### Selected extract

☆ ☆ ☆

Migranthood’s psychological toll for indigenous youth is most visceral in Chapter 6. In it, Heidbrink describes how families assume debt to manage intergenerational structural poverty, better living conditions, and acute crises. High-interest loans, ranging from 5 to 50 percent monthly interest, put indigenous families in a perpetual cycle of debt and poverty. Since loan repayment requires US-level wages, debt forces families into a cycle of migration and deportation. For migrant youth who are apprehended and subsequently deported, deportation is not a singular event but a process that has long-lasting impacts on them, their families, and entire communities. Since migration has become a rite of passage, a way to repay debt, and a fulfillment of caregiving responsibilities, some deportees internalize deportation as failure. This “failure” produces feelings of stress, anxiety, and depression, as well as guilt and shame when community members attribute deportation to criminality or a lack of religious faith.
While Heidbrink is attentive to economic and environmental devastation brought about by US economic and political intervention, settler capitalism and US empire go virtually unquestioned. Speed (2019) effectively links racial logics with capitalist exploitation and argues that settler ideologies continue to structure the conditions of possibility for indigenous peoples and render them vulnerable in multiple ways. Heidbrink’s call for decolonization falls short if it does not extend to the economic system that wreaks havoc on indigenous peoples and lands. A serious engagement with indigenous scholars and decolonial thought throughout the text could have allowed this book to bridge indigenous studies, decolonial praxis, and migration studies.
Overall, Migranthood effectively depicts how indigenous youth and their families experience, construct, and practice migration. The data gathered through a mixed-method approach which incorporates ethnographic fieldwork, focus groups, and household surveys provide rich insight into youths’ understanding of their migranthood, as well as their responses to the meanings outsiders assign to their experiences. The household surveys, in particular, have the potential to make the research legible to US policy-makers. Thus, this book provides great insight for qualitative researchers trying to strike a balance between grounded research and generalizable data that can be applied in public policy. Still, Heidbrink reminds migration scholars of the importance of contextualized data through her encounters with key actors who, she finds, are susceptible to misinformation which prevents them from instituting effective change. Centering the experiences of indigenous youth allows Heidbrink to critically examine the shortcomings of policies when actually implemented. Migranthood is accessible to undergraduates and is an excellent text for courses in Latin American Studies, Central American Studies, development studies, youth studies, international relations, and transnational migration.

☆ ☆ ☆

### Supplied information
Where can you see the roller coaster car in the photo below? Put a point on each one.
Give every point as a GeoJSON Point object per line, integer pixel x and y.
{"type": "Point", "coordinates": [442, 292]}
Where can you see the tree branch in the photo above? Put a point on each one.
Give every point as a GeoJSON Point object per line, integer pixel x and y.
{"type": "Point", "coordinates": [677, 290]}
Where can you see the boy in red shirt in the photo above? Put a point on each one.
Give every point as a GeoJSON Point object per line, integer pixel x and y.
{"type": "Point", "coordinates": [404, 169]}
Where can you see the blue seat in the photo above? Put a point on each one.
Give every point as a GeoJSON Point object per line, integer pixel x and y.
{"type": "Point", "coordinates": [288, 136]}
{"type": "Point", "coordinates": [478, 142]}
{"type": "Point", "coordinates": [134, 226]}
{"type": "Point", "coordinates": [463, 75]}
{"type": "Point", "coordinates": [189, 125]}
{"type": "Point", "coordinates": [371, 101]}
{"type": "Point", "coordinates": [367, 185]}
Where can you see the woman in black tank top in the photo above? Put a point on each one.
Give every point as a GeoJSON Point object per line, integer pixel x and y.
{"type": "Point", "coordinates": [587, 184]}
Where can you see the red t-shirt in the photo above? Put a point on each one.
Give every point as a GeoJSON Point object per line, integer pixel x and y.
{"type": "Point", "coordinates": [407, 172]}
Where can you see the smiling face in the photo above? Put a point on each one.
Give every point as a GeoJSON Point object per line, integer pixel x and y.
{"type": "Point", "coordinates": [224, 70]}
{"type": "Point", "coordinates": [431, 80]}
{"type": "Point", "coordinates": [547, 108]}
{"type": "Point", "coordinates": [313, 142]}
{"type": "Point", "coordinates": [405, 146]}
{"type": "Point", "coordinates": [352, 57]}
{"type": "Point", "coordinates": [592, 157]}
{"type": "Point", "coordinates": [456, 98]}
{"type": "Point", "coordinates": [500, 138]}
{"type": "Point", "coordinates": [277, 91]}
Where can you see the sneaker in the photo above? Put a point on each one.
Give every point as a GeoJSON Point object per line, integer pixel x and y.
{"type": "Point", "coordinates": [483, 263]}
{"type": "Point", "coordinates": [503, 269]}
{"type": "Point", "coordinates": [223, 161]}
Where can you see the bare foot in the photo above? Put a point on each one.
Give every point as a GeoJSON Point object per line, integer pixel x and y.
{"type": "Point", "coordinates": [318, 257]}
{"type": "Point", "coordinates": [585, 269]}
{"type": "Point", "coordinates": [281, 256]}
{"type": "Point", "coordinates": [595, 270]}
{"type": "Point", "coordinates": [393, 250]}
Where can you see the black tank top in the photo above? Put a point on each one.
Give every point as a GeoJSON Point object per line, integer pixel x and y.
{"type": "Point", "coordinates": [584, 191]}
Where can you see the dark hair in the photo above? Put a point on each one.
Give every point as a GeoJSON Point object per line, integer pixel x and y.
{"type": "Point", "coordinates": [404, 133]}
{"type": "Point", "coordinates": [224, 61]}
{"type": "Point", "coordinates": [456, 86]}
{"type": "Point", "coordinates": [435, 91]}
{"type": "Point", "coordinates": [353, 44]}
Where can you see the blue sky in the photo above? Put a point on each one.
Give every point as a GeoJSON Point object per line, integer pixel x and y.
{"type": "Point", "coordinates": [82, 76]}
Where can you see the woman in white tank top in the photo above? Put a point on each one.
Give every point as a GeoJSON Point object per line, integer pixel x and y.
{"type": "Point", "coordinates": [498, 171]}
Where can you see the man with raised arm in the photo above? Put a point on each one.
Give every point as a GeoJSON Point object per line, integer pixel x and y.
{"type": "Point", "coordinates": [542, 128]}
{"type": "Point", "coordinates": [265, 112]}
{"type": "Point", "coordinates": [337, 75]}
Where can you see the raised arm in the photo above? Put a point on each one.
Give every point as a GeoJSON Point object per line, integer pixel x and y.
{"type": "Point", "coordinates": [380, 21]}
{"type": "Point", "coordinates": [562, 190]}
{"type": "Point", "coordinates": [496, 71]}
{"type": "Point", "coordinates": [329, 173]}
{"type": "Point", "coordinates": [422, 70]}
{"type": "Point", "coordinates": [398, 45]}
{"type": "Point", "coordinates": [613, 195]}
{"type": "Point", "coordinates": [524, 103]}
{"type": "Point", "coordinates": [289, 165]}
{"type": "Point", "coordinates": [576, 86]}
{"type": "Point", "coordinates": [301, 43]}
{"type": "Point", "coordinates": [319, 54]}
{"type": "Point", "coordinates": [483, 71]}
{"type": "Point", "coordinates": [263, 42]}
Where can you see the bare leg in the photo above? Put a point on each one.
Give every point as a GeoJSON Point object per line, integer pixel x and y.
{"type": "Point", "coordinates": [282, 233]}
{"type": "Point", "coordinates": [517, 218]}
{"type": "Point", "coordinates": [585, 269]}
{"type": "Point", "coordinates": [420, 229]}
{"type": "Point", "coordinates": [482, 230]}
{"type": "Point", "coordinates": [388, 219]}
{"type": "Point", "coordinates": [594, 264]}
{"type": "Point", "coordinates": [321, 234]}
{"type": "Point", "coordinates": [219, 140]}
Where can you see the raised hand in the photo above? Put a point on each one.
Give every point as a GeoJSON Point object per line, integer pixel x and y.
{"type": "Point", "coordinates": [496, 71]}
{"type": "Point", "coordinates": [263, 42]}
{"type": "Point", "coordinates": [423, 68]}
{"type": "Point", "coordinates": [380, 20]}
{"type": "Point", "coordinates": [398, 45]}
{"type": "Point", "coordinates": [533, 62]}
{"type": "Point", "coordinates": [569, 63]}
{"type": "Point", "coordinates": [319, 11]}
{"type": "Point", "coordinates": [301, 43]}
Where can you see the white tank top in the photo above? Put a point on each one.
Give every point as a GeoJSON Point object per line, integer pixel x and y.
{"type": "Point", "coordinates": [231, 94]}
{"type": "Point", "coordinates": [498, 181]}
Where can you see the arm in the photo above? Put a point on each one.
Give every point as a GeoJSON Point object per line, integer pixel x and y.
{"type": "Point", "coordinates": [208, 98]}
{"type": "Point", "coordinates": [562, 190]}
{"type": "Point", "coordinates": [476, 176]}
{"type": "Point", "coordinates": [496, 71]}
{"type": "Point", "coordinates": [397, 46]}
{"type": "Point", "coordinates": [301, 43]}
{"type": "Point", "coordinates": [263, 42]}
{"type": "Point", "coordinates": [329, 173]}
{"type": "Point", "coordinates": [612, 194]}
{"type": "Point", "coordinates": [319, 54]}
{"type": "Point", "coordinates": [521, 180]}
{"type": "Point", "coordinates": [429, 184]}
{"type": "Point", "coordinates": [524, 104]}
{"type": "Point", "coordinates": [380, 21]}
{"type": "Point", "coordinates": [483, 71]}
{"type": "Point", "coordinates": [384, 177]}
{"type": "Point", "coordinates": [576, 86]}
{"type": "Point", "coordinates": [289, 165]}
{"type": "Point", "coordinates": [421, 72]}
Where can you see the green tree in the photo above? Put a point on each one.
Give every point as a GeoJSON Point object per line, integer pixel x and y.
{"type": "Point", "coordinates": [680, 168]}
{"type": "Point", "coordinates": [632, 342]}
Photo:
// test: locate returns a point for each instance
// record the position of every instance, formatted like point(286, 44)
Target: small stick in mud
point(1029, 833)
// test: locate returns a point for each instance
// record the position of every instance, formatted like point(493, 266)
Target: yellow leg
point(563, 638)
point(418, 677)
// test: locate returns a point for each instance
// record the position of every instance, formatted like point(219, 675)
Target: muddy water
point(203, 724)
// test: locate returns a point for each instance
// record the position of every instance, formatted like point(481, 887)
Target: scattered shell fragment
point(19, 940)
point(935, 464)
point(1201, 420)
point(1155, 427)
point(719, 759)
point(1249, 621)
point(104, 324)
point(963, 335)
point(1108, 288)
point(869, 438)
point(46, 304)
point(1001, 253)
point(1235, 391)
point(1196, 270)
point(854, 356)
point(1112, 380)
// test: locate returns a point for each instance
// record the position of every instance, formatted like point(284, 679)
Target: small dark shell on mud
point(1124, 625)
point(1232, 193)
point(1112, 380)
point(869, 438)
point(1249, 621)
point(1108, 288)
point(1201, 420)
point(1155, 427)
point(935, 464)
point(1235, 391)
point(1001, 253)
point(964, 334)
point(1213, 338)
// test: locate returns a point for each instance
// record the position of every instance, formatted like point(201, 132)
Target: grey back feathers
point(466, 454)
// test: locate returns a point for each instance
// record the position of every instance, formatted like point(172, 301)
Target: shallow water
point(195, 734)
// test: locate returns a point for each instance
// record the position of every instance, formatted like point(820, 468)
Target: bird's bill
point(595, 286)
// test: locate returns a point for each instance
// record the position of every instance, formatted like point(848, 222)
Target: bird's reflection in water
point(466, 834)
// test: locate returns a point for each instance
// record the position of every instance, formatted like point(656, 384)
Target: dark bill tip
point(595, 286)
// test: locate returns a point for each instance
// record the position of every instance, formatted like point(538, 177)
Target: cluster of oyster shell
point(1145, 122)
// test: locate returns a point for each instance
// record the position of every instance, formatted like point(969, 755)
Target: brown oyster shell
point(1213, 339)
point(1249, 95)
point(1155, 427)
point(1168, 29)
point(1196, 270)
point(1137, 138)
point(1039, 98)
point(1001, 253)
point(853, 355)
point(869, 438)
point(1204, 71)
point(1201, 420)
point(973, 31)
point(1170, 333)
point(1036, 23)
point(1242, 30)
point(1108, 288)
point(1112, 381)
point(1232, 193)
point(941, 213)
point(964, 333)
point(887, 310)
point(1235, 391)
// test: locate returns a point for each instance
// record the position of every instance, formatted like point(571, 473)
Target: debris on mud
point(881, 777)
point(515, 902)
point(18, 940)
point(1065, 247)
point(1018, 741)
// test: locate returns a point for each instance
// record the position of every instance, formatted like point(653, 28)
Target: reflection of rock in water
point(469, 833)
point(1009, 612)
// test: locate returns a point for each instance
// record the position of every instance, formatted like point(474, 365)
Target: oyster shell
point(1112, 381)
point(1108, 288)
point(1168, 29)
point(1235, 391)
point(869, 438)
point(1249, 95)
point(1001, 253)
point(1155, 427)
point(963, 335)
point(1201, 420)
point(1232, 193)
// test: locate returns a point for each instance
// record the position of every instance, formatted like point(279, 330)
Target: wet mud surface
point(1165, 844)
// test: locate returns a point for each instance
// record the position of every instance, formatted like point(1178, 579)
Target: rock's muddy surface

☆ ☆ ☆

### Things to do
(a) Print the passage of the Migranthood review between "While Heidbrink is" and "and migration studies.", inclusive.
(b) According to the Migranthood review, what monthly interest rates do the high-interest loans taken on by indigenous families range from and to?

### Solutions per task
(a)
While Heidbrink is attentive to economic and environmental devastation brought about by US economic and political intervention, settler capitalism and US empire go virtually unquestioned. Speed (2019) effectively links racial logics with capitalist exploitation and argues that settler ideologies continue to structure the conditions of possibility for indigenous peoples and render them vulnerable in multiple ways. Heidbrink’s call for decolonization falls short if it does not extend to the economic system that wreaks havoc on indigenous peoples and lands. A serious engagement with indigenous scholars and decolonial thought throughout the text could have allowed this book to bridge indigenous studies, decolonial praxis, and migration studies.

(b) From 5 to 50 percent monthly interest.